- [Natural language region descriptions]:
══════
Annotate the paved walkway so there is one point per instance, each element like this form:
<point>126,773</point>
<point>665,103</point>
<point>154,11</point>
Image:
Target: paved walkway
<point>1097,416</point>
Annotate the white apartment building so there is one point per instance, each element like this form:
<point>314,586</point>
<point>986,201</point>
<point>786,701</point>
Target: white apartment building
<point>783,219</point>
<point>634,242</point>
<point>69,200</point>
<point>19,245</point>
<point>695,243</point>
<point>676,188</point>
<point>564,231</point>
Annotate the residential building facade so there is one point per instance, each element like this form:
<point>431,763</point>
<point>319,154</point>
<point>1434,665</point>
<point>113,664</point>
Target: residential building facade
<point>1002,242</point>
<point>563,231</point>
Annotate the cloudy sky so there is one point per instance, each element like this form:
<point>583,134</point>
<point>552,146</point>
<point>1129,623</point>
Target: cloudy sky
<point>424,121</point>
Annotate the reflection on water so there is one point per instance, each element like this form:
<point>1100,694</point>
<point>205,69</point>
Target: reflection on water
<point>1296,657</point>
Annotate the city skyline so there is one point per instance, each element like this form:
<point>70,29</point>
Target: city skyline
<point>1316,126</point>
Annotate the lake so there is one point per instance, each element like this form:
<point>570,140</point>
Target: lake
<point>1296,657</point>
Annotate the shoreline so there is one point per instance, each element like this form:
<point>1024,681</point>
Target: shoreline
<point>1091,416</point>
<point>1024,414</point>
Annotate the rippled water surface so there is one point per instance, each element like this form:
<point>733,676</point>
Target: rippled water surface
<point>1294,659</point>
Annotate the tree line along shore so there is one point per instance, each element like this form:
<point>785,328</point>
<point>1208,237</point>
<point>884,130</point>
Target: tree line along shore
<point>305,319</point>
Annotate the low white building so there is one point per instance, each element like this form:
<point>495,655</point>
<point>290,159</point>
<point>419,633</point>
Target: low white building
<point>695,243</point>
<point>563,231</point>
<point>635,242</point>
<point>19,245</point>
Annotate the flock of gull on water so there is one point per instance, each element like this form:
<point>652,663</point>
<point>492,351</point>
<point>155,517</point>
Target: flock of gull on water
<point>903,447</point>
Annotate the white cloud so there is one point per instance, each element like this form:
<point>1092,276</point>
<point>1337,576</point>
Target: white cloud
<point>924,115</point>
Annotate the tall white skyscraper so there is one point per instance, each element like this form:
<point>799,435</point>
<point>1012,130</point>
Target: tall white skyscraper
══════
- [Exercise details]: Each record above should be set down again in its exact wording.

- [Task answer]:
Annotate the paved walkway so there is one point per instance, each element like this form:
<point>126,773</point>
<point>665,103</point>
<point>154,11</point>
Image:
Target: paved walkway
<point>1097,416</point>
Annotate the white apartment building so there is one point per instance, each element like this form:
<point>314,586</point>
<point>986,201</point>
<point>786,701</point>
Target: white apartment building
<point>783,219</point>
<point>634,242</point>
<point>69,200</point>
<point>19,245</point>
<point>695,243</point>
<point>676,188</point>
<point>564,231</point>
Annotate the residential building facade so there is one point per instance, each element like this form:
<point>431,763</point>
<point>319,154</point>
<point>1434,665</point>
<point>113,664</point>
Target: residential building facade
<point>1002,242</point>
<point>563,231</point>
Annotate the cloudy sky so there is one point per instance, each element like this form:
<point>583,134</point>
<point>552,146</point>
<point>1129,623</point>
Target: cloudy sky
<point>424,121</point>
Annotate the reflection on water so there is one point per instance, each element like this form:
<point>1100,694</point>
<point>205,69</point>
Target: reflection on water
<point>1296,657</point>
Annotate the city skyline so there is one point per instance, each element like this form:
<point>70,29</point>
Target: city skyline
<point>1316,126</point>
Annotate the lake so there is one point per instance, each element like this form:
<point>570,140</point>
Target: lake
<point>1296,657</point>
Annotate the shoreline so there is one point per instance, each element like this form:
<point>1024,681</point>
Target: shoreline
<point>1091,416</point>
<point>1024,414</point>
Annotate the rippled water surface so there is one point per instance, each element like this form:
<point>733,676</point>
Target: rippled water surface
<point>1294,659</point>
Annotate the tree line along shore so there is one point per instance, each element like this form:
<point>785,328</point>
<point>1208,237</point>
<point>884,130</point>
Target: tree line along shore
<point>305,319</point>
Annotate the low white building so there is one point per instance, each element like this form:
<point>495,655</point>
<point>290,159</point>
<point>419,633</point>
Target: low white building
<point>695,243</point>
<point>563,231</point>
<point>635,242</point>
<point>19,245</point>
Annotate the flock of gull on water so there is one point per instance, each element like this form:
<point>652,663</point>
<point>492,351</point>
<point>155,517</point>
Target: flock of gull on water
<point>903,447</point>
Annotate the white cloud so there is one point per instance, each element like this form:
<point>1092,276</point>
<point>1337,576</point>
Target: white cloud
<point>924,115</point>
Annotate the tall white skyscraper so there is one point per instance, each element like this form:
<point>799,435</point>
<point>1012,130</point>
Target: tall white skyscraper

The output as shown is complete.